### Your instructions
Output as a JSON list of strings every line of the material from the line holding "Target: submerged rock" through the end, inclusive, one string per line and leaving out blank lines.

### Rows

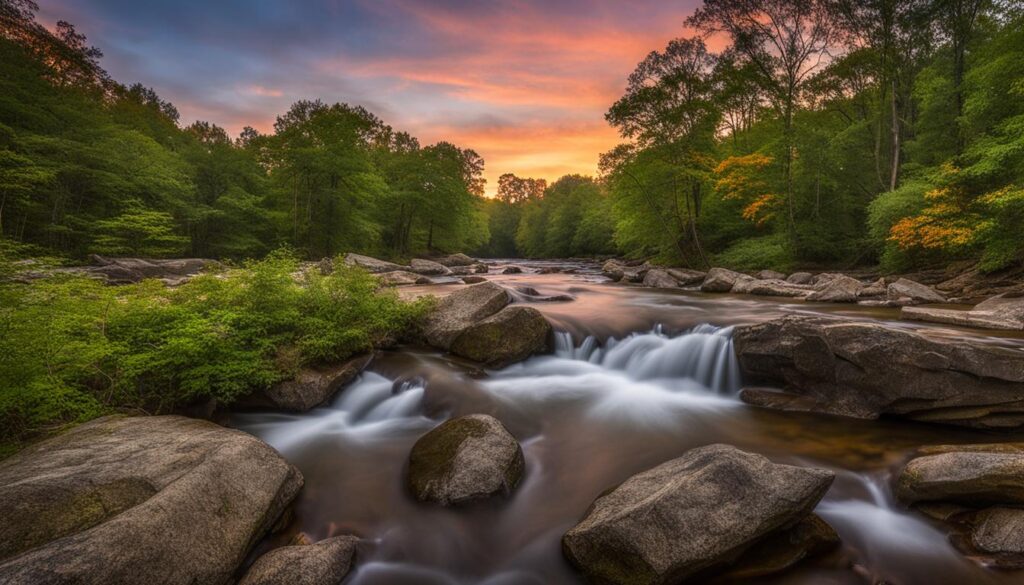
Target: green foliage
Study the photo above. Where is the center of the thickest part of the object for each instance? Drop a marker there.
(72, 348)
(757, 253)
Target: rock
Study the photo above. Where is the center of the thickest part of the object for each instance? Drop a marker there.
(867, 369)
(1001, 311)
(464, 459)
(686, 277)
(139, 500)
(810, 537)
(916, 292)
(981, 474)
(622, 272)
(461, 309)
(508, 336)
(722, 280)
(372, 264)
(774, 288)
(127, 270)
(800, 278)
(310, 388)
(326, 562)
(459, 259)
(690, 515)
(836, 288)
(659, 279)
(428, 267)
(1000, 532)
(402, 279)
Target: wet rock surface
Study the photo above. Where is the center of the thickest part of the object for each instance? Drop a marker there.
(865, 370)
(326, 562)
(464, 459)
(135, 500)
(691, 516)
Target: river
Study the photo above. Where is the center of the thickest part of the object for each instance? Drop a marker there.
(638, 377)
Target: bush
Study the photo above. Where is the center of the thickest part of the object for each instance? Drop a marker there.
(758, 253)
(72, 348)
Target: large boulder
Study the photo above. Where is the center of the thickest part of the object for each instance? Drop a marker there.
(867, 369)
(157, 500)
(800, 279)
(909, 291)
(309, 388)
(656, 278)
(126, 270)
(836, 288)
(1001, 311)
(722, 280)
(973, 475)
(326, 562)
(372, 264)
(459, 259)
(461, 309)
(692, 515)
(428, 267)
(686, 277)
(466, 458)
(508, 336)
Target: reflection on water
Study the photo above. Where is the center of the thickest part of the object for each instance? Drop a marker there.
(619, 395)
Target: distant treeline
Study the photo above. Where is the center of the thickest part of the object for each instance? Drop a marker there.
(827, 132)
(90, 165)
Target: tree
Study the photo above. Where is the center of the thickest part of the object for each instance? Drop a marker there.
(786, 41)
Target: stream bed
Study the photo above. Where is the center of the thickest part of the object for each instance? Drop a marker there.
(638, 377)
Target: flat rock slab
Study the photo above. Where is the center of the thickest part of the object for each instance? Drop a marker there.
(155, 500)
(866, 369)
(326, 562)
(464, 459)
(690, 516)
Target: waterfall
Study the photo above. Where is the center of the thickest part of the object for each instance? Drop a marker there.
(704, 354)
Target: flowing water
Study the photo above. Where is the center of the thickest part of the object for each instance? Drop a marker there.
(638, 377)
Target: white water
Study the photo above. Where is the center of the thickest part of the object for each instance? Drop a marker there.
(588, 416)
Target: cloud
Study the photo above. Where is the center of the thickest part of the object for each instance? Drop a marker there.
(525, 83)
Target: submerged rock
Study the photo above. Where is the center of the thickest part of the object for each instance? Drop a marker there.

### Task answer
[
  "Target: submerged rock",
  "Study the photo above. Where is the center of the thickest part of the object for each instance? Drop a marker there."
]